BEGIN Available records

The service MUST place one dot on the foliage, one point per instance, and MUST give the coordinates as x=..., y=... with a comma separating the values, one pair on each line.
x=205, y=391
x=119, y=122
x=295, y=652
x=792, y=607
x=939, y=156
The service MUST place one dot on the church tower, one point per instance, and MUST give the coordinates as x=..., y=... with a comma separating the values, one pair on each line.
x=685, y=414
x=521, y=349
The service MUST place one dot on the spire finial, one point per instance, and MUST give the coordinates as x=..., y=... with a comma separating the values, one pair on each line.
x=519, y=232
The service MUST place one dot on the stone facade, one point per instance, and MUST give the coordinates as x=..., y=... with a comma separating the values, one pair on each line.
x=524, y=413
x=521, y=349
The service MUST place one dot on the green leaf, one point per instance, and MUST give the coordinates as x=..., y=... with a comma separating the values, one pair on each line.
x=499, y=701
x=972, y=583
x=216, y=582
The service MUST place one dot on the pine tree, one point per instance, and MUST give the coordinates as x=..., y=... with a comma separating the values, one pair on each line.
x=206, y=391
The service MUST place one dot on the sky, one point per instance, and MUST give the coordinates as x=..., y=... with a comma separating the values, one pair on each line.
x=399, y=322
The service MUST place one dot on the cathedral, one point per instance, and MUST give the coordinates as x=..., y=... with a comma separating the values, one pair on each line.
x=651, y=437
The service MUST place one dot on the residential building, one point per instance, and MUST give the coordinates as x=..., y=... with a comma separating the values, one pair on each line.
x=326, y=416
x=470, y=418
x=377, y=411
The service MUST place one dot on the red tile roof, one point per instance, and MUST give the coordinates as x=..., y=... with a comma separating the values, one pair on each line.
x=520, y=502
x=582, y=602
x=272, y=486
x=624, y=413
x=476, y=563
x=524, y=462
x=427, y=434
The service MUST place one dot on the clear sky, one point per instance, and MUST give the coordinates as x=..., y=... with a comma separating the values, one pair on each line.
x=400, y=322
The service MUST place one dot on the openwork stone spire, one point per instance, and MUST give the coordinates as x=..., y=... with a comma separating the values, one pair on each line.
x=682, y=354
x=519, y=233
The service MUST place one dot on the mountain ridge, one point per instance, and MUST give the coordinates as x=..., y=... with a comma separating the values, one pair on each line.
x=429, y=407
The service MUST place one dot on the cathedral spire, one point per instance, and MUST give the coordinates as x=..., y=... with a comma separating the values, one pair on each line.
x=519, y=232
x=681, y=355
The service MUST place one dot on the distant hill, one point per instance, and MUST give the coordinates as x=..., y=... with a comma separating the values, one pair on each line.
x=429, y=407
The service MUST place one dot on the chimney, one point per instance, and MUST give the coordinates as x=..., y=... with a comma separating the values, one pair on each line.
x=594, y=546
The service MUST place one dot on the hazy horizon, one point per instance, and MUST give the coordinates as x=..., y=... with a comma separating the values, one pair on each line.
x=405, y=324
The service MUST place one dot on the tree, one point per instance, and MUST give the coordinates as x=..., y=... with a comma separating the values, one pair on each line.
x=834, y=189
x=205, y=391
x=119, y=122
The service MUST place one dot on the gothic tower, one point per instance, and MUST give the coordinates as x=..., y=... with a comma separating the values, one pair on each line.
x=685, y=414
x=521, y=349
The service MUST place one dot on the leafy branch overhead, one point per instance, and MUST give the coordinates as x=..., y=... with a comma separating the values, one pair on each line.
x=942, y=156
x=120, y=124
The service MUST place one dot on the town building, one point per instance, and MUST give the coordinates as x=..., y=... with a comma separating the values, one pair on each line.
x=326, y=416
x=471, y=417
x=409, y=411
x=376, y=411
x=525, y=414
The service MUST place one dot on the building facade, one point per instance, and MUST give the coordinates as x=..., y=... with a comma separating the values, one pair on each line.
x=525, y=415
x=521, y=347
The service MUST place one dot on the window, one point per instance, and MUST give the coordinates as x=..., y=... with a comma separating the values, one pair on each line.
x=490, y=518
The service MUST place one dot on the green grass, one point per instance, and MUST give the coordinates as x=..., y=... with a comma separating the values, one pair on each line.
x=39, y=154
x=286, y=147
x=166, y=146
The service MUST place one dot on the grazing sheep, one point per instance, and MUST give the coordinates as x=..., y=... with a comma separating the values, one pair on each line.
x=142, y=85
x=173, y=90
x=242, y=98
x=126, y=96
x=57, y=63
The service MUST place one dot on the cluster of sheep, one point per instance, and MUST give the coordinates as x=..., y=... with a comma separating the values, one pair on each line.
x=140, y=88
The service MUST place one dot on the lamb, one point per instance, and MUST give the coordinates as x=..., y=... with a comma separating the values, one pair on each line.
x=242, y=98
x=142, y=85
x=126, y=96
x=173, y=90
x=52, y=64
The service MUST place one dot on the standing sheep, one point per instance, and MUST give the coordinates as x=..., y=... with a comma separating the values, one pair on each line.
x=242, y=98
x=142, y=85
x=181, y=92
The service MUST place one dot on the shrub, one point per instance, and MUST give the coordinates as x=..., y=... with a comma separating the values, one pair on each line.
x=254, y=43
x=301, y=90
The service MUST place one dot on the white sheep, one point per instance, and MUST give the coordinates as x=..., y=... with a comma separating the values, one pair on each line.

END Available records

- [Direction] Copy every line in the stretch from the line containing "The service MUST place one dot on the stone" through the line containing "x=651, y=437", shifting each x and y coordinate up by 106 and leaving all other wording unchanged.

- [Correct result]
The service MUST place one dot on the stone facade, one point per instance, and MUST give the coordinates as x=..., y=... with a comma separating the values, one pair on each line.
x=630, y=519
x=627, y=455
The service MUST place one dot on the green leaf, one point per instance, and MUST give the coordinates as x=..., y=... with a comma separating the values, one pair on each line.
x=605, y=807
x=1078, y=689
x=322, y=688
The service MUST place one dot on the pine tree, one point per instance, and MUST give the coordinates as x=..., y=... with a comma separating the values, one pair on each line.
x=312, y=497
The service MUST place one dot on the sky, one point per instance, and MUST give the coordinates as x=..., y=... with a comma separating the values, one pair on each line.
x=505, y=428
The service MUST place one dot on the cathedral, one point per instance, and MUST give the coordinates as x=..., y=... with a comma separating the values, one pair on each line.
x=757, y=543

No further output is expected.